## DATA ROWS

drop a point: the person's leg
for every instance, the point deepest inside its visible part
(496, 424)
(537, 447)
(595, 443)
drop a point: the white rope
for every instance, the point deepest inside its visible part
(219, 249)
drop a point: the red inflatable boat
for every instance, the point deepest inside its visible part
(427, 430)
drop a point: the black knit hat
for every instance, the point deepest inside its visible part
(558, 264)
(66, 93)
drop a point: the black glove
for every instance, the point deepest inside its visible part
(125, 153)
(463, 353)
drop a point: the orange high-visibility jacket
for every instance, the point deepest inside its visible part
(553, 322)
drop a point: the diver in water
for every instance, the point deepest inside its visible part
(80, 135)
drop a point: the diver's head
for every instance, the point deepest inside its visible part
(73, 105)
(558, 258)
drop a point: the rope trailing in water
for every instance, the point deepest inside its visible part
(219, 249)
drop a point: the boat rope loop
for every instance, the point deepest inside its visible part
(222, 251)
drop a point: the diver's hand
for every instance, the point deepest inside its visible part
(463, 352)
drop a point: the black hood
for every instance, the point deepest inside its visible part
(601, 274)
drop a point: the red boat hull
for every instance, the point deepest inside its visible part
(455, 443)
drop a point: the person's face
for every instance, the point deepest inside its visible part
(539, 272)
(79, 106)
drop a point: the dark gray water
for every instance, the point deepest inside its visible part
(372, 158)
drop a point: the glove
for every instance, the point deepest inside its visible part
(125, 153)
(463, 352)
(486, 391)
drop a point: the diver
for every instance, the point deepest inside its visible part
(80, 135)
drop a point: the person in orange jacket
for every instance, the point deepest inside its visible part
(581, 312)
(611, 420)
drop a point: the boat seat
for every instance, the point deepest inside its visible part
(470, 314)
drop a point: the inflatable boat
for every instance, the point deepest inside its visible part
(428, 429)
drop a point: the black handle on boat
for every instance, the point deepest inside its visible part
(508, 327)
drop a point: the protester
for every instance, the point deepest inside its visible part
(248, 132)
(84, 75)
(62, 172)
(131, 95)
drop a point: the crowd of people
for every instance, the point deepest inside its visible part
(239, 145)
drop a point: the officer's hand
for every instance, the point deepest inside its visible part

## PROBLEM STATEMENT
Can you return, unchanged, every line of the listing above from the one containing "drop a point: the boat seat" down to the listing's last line, with both of those lines included?

## EXERCISE RESULT
drop a point: the boat seat
for every instance, the point deepest inside its visible part
(470, 314)
drop a point: the inflatable boat
for every instance, the point deepest inside its visible part
(428, 429)
drop a point: the black handle on boat
for every instance, the point deepest inside its visible part
(508, 327)
drop a point: the protester
for every instance, the point deepest inside its visible part
(248, 132)
(84, 75)
(62, 172)
(131, 95)
drop a point: the crowd of people
for every instance, the point deepest inside its visible part
(239, 145)
drop a point: the officer's hand
for every instance, the point deepest inside its visible part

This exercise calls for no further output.